WORK TO DO –
Your task is to repeat the entries underneath exactly, minus the pictures.

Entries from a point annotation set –
* begin *
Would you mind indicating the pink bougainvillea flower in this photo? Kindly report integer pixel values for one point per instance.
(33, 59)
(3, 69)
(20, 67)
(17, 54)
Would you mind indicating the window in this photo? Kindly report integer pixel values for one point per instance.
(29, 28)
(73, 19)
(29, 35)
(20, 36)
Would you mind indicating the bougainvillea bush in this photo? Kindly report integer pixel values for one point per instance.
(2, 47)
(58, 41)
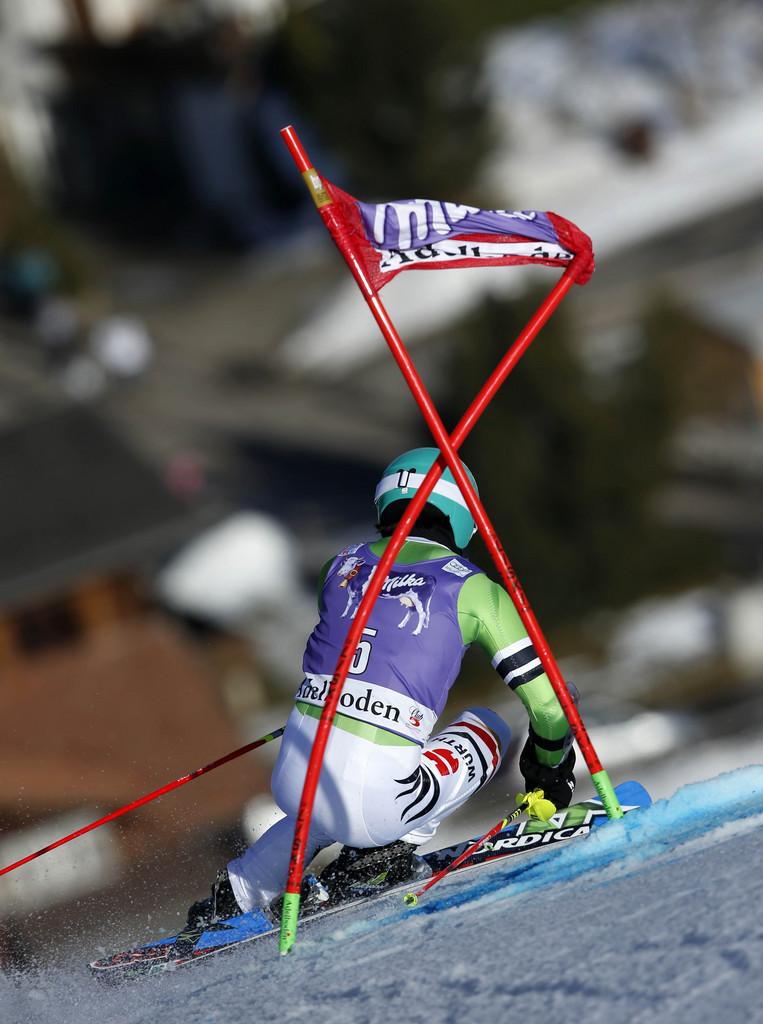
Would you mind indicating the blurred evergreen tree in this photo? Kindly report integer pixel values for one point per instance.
(393, 88)
(569, 472)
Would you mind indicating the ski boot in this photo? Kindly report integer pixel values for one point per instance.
(358, 872)
(219, 905)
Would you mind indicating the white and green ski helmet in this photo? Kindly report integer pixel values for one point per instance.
(404, 476)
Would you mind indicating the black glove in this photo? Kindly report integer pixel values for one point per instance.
(557, 783)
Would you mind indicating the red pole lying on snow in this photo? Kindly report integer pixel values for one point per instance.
(143, 800)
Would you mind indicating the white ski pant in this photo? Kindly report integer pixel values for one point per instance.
(369, 795)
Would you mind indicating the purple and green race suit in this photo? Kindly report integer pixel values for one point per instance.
(433, 605)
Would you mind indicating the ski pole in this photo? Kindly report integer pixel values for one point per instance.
(144, 800)
(536, 806)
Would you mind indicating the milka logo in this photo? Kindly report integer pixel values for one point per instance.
(394, 583)
(411, 591)
(403, 224)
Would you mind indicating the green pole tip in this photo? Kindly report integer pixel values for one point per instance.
(607, 795)
(289, 915)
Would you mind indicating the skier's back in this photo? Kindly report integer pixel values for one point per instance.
(386, 781)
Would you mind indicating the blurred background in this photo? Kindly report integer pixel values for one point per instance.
(195, 402)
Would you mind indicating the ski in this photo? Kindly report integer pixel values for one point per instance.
(194, 945)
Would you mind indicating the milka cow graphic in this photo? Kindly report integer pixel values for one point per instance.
(412, 591)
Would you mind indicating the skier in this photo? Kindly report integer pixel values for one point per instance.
(386, 781)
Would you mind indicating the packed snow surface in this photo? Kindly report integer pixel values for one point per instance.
(653, 918)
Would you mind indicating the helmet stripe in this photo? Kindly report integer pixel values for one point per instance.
(413, 481)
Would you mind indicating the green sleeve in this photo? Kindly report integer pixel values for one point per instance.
(488, 617)
(322, 578)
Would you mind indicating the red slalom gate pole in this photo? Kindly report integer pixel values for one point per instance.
(448, 448)
(143, 800)
(325, 205)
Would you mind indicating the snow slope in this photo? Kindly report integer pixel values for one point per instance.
(655, 918)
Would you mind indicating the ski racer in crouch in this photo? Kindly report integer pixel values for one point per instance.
(386, 781)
* end *
EXERCISE RESPONSE –
Would you mind indicating the pink bougainvillea flower in this photo? Kindly report integer pixel values for one point per instance.
(33, 59)
(3, 69)
(20, 67)
(17, 54)
Would you mind indicating the window in this photo? Kindly report integer pixel values for one point per instance.
(29, 28)
(73, 19)
(29, 35)
(20, 36)
Would you mind indicating the bougainvillea bush in this photo? Kindly report integer pixel values for one point per instance.
(2, 47)
(58, 41)
Would you mind indicating the blurred evergreen tree in this photo? Kindly report integer pixel values for one point per instance.
(393, 88)
(569, 472)
Would you mind indicating the ski boot in this photo? Kindly report integer pixel values for one point per instance.
(358, 872)
(219, 905)
Would you mind indicating the white and green ski helmet in this photo? Kindly report integer pixel values for one point per instance.
(404, 476)
Would you mind indicating the black glove in this photo? Kindly report integer pixel values for one point per instance.
(557, 783)
Would you mind indicating the red pole lying on snow in this photo? Kindly report integer pixel values for one point per instance.
(143, 800)
Would you mind indicating the white ski pant in this photo? Kindly report integer pixel values for one point per instance.
(369, 795)
Would you mind indicating the purple and green race suit in this photo? Kindly report integer pixel values for one point per instance.
(433, 605)
Would you mind indicating the ski pole in this photo? Kindly report integer pixel values for one point per instance.
(144, 800)
(536, 806)
Would you mind indicating the milka logo in this photo? Kindly report integer pixel values for one point per instance.
(394, 583)
(411, 591)
(403, 224)
Would you mind indicating the green pole tip in this photo? Kindly report integer pixel values for one point per instance.
(607, 795)
(289, 915)
Would you mind indicating the skier's back in this photo? Kindly report integer pixel values for one point per instance.
(386, 781)
Would you mind indicating the blurred background in this photo? Kindly report integer pixel values for one point per instance.
(195, 402)
Would you mind indicating the ski in this photo? Kindly report integer pixel values for one point per instance.
(194, 945)
Would you mind indicating the milka cow graphic in this photo? Kindly report integer pixel values for one point per instance.
(412, 591)
Would you mind indicating the skier in this photo? Kindly report integer pixel values for one point per instance.
(386, 781)
Would you mind indicating the packed snow surface in this photo? Kindly report integer pixel values for one point per instance.
(653, 918)
Would you mind indicating the helmet stripe in this photo? Kindly report integer pixel values for one point per instance.
(413, 481)
Would you mind indicating the green sleeve in this photo? Kindly report integer pixel values for one point per instance.
(488, 617)
(322, 578)
Would you mind indicating the red slalom gate pole in this photo? Kindly report integer pixel values for one point per instance.
(448, 448)
(143, 800)
(325, 205)
Would you mind indicating the snow slope in this photo? Kindly report integer pixel values for one point per instance.
(655, 918)
Would you mind indicating the ski racer in crouch in this photo? Kindly report integer pixel values for one point per instance.
(386, 781)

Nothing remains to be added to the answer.